-- The task --
Count the lines in the items below that contain the word "canopy", and give only that number.

(Position identification records)
▼

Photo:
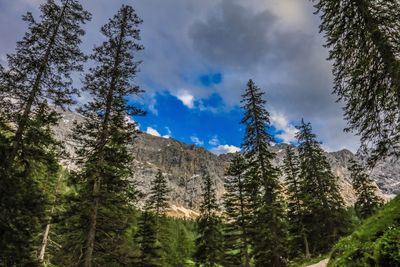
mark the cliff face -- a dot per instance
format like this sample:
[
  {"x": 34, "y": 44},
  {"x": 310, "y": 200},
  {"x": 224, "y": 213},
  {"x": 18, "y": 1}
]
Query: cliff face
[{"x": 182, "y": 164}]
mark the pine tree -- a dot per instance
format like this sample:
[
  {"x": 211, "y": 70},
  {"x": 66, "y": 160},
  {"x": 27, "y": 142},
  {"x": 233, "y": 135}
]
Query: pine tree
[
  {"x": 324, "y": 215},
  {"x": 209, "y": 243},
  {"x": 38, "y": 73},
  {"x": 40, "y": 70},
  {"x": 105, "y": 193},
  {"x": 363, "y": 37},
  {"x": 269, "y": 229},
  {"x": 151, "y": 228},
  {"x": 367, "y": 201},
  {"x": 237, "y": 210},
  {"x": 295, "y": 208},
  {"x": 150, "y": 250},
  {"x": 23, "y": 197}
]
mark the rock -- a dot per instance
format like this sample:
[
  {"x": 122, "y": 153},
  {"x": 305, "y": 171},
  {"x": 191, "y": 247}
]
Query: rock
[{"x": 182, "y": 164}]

▲
▼

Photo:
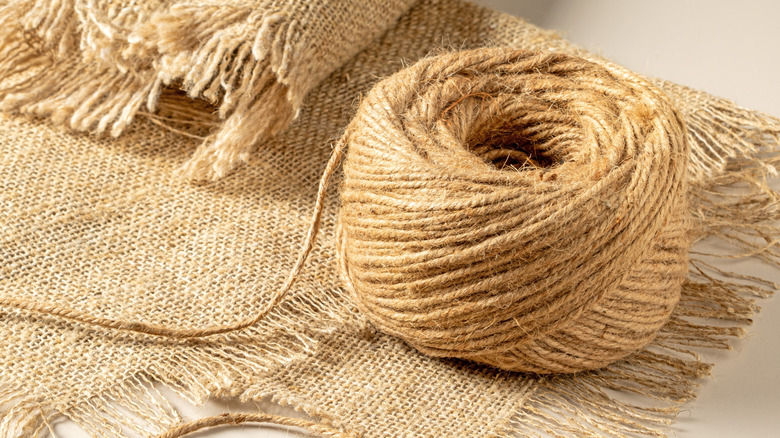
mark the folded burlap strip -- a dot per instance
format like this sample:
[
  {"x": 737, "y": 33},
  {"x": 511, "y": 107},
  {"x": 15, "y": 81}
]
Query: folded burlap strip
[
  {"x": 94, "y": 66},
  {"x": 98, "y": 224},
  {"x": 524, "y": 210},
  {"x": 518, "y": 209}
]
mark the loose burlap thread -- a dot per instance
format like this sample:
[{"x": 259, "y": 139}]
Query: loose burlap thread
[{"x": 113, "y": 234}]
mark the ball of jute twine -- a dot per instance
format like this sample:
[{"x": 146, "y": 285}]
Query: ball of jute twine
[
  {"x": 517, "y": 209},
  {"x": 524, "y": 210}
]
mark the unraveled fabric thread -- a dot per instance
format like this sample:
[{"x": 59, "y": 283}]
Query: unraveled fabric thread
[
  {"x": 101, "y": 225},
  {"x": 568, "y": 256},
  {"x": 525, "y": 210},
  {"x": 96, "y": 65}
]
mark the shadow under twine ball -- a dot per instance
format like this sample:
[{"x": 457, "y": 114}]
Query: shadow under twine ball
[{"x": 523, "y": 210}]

▲
▼

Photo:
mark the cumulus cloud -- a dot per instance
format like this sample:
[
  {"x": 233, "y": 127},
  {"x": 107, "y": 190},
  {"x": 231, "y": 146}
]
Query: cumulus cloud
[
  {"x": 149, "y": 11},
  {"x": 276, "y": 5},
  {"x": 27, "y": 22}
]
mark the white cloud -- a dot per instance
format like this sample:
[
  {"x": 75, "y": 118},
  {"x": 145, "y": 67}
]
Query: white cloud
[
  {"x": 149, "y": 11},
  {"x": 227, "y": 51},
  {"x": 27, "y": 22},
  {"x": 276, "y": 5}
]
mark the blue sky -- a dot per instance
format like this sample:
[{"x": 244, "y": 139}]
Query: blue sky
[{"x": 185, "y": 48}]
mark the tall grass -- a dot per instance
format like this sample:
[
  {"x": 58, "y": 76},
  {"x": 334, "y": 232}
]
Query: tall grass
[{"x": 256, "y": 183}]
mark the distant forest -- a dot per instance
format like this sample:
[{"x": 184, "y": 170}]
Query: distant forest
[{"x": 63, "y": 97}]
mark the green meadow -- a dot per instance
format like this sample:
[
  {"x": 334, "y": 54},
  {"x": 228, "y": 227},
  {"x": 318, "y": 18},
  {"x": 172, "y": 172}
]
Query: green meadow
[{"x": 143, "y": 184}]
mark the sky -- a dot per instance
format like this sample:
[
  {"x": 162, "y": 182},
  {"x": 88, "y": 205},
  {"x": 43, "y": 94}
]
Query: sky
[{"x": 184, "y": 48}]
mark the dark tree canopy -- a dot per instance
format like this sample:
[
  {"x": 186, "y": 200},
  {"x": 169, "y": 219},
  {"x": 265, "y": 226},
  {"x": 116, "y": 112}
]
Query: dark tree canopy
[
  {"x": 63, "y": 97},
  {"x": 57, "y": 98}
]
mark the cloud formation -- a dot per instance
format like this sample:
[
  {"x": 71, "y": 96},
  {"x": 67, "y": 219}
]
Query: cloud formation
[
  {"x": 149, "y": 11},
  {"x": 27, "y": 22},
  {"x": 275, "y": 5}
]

▲

-- Answer for the task --
2